Segment Start: INFORMATION GIVEN

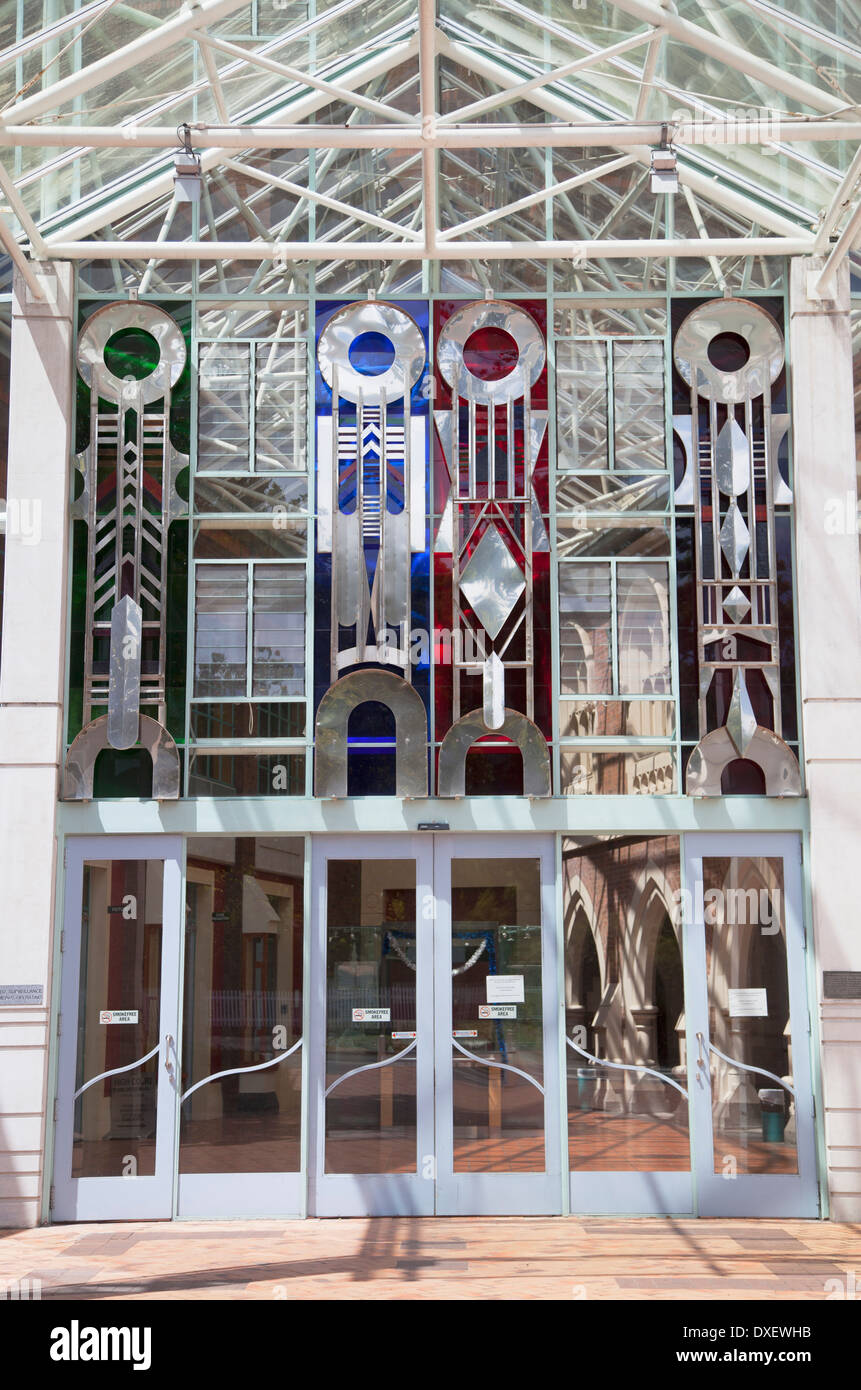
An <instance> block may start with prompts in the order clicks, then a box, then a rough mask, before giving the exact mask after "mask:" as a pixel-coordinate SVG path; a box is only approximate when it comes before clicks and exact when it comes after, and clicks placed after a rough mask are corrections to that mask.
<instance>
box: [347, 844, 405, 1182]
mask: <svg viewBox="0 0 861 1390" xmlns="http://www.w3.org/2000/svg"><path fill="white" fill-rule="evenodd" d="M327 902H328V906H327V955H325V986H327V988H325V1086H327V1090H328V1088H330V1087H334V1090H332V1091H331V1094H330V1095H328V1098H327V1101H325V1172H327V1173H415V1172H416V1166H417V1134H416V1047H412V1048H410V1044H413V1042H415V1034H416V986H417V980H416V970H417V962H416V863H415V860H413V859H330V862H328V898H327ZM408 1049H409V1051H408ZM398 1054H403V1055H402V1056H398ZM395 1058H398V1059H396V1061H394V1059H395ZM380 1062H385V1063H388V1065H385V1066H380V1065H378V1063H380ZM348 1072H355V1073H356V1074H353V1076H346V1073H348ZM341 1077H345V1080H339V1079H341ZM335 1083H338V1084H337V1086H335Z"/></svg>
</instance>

Segment End: INFORMATION GIVEN

Rewrite all the lines above, replacing each "rough mask" with "coarse mask" and changing nothing else. Leave the pictures out.

### WRITTEN RESPONSE:
An <instance> block may start with prompts in the order clicks, then a box, then a coarse mask, before giving the exact mask after "mask:" as a pixel-coordinate SVG path; a box is only approximate when it comes before clicks and exact when it comes after, and clicks placed after a coarse mask are corrections to that mask.
<instance>
box: [347, 844, 405, 1182]
mask: <svg viewBox="0 0 861 1390" xmlns="http://www.w3.org/2000/svg"><path fill="white" fill-rule="evenodd" d="M327 902H328V906H327V955H325V986H327V988H325V1086H327V1090H328V1088H330V1087H334V1090H332V1091H331V1094H330V1095H328V1098H327V1101H325V1172H327V1173H415V1172H416V1166H417V1134H416V1047H412V1048H410V1044H413V1042H415V1034H416V986H417V980H416V970H417V962H416V863H415V860H413V859H330V862H328V898H327ZM408 1049H409V1051H408ZM398 1054H403V1055H402V1056H398ZM395 1058H398V1059H396V1061H394V1059H395ZM380 1062H385V1063H388V1065H385V1066H380V1065H378V1063H380ZM348 1072H355V1073H356V1074H353V1076H346V1073H348ZM341 1077H345V1080H339V1079H341ZM335 1083H338V1084H337V1086H335Z"/></svg>
</instance>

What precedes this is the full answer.